◆ **Your objective**
Reproduce, word for word, every line starting at the line that contains "Phrase -- bedroom" and ending with the final line of the entries.

◆ **Dataset**
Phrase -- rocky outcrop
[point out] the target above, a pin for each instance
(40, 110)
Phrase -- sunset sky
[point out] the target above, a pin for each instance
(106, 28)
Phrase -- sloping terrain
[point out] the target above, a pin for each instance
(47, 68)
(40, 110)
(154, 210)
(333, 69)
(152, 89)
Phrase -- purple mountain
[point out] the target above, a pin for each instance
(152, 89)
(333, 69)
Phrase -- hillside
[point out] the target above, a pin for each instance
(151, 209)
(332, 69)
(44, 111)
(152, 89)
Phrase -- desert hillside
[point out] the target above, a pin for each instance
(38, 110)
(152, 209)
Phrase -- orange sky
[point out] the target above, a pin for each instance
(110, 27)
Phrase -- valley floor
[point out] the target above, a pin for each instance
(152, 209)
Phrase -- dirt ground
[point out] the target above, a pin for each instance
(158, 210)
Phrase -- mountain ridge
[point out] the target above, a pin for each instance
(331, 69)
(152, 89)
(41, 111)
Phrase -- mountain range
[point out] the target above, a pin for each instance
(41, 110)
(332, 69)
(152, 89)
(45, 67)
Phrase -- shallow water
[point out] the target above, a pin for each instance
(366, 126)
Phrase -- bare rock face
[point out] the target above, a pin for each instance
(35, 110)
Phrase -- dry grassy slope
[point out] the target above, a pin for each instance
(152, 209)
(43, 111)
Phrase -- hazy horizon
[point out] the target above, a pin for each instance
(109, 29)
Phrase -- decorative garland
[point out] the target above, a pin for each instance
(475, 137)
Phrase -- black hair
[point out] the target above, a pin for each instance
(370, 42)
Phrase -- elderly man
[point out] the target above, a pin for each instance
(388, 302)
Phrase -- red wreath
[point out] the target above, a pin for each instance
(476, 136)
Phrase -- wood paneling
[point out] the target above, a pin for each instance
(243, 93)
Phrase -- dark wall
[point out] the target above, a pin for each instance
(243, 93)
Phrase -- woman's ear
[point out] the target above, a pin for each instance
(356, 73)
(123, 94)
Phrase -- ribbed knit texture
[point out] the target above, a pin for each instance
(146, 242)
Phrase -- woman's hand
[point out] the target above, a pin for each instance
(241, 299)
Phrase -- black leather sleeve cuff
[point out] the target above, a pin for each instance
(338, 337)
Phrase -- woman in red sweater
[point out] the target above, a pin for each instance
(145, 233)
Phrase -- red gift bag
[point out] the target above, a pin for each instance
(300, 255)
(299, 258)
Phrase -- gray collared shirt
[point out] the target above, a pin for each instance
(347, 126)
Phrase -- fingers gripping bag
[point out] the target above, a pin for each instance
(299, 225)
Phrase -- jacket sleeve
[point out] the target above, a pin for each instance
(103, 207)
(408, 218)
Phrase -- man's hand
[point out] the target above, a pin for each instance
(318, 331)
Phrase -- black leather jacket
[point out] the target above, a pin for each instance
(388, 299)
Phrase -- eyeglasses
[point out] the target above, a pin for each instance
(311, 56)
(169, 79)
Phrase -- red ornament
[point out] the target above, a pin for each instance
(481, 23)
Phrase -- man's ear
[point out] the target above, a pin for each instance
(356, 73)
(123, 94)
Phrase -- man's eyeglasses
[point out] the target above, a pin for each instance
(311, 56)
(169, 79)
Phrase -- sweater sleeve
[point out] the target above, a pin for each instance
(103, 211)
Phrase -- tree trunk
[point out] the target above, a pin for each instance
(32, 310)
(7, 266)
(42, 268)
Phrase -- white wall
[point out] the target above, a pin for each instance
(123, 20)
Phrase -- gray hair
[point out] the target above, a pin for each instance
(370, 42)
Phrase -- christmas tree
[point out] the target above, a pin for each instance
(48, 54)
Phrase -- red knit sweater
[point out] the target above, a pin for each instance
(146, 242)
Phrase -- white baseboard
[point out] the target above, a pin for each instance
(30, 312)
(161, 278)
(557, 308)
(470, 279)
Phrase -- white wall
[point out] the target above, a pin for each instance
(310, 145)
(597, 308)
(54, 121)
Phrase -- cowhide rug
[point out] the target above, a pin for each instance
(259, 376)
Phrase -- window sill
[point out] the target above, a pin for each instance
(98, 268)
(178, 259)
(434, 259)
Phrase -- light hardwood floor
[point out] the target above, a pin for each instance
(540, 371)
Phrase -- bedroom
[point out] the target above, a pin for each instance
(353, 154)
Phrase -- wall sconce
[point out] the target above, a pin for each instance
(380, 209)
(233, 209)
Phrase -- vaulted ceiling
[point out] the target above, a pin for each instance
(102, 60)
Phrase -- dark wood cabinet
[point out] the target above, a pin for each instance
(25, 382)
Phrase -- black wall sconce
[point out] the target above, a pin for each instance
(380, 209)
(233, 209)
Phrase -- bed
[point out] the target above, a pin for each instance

◆ **Response to the task**
Phrase -- bedroom
[point out] the target above, a pin for each instance
(353, 154)
Phrase -- wall sconce
[point out] the target above, a pin for each instance
(380, 209)
(233, 209)
Phrase -- vaulted ceiling
[point out] the target above, a pin for each instance
(102, 60)
Phrase -- dark wood cabinet
[point out] the target above, a pin for each instance
(25, 382)
Phrase -- black wall sconce
[point out] the target above, a pin for each instance
(380, 209)
(233, 209)
Phrase -- bed
[point out] the target above, a pin for each instance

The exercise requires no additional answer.